INSTRUCTIONS FOR THE TASK:
Rescale the listing, starting at the line that has "Place one keypoint per instance of the sky" and continuing through the last line of the listing, and give back only that part, requests included. Multiply every keypoint coordinate in the answers by 0.8, round each to a whole number with halves rounded up, and leave the requests and their sample forms unchanged.

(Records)
□ □ □ □ □

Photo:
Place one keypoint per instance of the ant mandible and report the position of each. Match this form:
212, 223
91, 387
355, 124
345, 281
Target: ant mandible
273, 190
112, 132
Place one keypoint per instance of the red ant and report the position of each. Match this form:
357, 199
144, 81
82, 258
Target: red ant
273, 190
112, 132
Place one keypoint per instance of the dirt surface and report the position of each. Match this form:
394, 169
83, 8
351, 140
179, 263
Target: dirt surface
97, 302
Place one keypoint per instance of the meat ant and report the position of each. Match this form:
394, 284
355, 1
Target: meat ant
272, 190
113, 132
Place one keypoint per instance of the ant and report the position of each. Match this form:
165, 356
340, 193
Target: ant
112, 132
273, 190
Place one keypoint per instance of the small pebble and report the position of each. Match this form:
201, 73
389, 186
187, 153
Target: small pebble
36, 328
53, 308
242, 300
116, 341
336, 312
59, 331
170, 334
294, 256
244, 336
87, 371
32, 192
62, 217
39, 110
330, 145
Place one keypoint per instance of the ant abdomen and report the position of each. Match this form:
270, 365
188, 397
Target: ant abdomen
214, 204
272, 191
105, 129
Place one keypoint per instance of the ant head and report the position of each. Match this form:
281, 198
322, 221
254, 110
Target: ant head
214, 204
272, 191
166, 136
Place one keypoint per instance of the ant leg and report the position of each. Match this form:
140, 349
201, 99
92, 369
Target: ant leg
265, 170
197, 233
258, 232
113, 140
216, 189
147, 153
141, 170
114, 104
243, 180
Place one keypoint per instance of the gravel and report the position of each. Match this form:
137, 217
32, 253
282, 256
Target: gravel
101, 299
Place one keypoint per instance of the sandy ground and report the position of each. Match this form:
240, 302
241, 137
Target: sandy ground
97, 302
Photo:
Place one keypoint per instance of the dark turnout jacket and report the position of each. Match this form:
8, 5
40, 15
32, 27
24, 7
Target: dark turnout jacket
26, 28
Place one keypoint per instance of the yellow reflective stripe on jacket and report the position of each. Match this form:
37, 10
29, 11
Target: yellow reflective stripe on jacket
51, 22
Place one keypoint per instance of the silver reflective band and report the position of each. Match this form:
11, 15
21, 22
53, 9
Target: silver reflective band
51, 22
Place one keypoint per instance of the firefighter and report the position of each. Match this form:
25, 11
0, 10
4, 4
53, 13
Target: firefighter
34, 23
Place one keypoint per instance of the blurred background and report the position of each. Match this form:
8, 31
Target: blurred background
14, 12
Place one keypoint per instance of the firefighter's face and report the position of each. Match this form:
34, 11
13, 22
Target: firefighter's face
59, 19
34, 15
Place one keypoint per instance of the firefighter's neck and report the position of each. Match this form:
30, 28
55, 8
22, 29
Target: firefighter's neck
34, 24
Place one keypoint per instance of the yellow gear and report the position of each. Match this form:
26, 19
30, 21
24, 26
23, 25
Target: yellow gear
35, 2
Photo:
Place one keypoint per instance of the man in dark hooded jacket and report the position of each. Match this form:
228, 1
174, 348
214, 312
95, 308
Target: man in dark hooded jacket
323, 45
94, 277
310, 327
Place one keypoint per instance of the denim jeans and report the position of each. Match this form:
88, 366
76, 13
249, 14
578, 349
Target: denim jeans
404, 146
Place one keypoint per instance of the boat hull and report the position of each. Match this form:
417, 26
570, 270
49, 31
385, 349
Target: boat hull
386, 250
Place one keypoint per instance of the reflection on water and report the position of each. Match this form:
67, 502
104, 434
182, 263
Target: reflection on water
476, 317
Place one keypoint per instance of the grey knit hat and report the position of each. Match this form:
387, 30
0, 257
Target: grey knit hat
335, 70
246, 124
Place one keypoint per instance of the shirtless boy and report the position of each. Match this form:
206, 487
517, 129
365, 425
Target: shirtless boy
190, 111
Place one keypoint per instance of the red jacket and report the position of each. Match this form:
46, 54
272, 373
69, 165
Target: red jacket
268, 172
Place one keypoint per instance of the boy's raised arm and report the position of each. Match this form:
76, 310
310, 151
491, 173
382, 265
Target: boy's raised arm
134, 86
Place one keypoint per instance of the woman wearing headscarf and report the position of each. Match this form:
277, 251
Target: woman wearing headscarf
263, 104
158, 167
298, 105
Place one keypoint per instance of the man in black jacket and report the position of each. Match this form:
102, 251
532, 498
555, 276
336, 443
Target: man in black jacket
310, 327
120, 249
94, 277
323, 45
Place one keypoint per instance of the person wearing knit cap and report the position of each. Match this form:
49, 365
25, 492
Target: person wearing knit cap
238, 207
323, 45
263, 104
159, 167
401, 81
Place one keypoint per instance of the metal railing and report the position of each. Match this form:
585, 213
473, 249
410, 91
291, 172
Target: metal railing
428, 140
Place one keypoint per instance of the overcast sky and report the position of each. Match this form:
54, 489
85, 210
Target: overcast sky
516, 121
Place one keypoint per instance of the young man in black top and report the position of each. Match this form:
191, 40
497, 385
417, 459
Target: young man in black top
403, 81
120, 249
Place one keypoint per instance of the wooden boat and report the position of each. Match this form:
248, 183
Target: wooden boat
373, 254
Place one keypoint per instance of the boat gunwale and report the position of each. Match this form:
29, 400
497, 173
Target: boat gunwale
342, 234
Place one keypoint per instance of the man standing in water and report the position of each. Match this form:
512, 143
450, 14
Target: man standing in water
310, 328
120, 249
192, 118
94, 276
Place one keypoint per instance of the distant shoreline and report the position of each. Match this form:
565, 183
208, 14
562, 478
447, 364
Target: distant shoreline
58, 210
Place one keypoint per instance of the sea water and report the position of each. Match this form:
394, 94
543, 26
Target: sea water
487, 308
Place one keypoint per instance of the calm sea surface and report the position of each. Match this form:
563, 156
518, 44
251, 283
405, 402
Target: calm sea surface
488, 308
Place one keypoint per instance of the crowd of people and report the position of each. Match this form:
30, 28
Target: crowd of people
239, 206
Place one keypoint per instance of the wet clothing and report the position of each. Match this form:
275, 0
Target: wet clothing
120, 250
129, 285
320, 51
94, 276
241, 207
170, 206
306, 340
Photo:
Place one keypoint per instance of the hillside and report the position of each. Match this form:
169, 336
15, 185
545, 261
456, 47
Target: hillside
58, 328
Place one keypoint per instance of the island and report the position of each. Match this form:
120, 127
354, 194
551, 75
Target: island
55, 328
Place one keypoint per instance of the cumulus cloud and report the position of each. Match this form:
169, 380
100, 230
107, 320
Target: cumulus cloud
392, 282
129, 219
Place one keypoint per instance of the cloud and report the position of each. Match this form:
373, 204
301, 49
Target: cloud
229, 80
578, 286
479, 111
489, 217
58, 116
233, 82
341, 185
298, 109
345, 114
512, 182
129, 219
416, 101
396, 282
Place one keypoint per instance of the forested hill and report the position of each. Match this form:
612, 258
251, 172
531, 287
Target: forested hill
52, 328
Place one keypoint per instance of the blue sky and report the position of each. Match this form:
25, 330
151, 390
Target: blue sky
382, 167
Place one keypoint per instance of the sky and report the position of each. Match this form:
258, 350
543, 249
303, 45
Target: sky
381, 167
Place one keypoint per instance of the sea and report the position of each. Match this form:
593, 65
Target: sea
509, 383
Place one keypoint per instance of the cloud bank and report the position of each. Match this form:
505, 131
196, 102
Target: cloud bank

□ □ □ □ □

RIGHT ANSWER:
Place one keypoint per instance of the sky and report the position of each. Match this form:
258, 350
543, 249
303, 45
Target: sky
305, 134
Place one keypoint per instance of the sea and report the position of each. Match this form:
593, 65
Target: sea
407, 306
Place one keypoint per instance of the cloud bank and report the position of each. Match this form:
505, 131
196, 102
Target: cloud bank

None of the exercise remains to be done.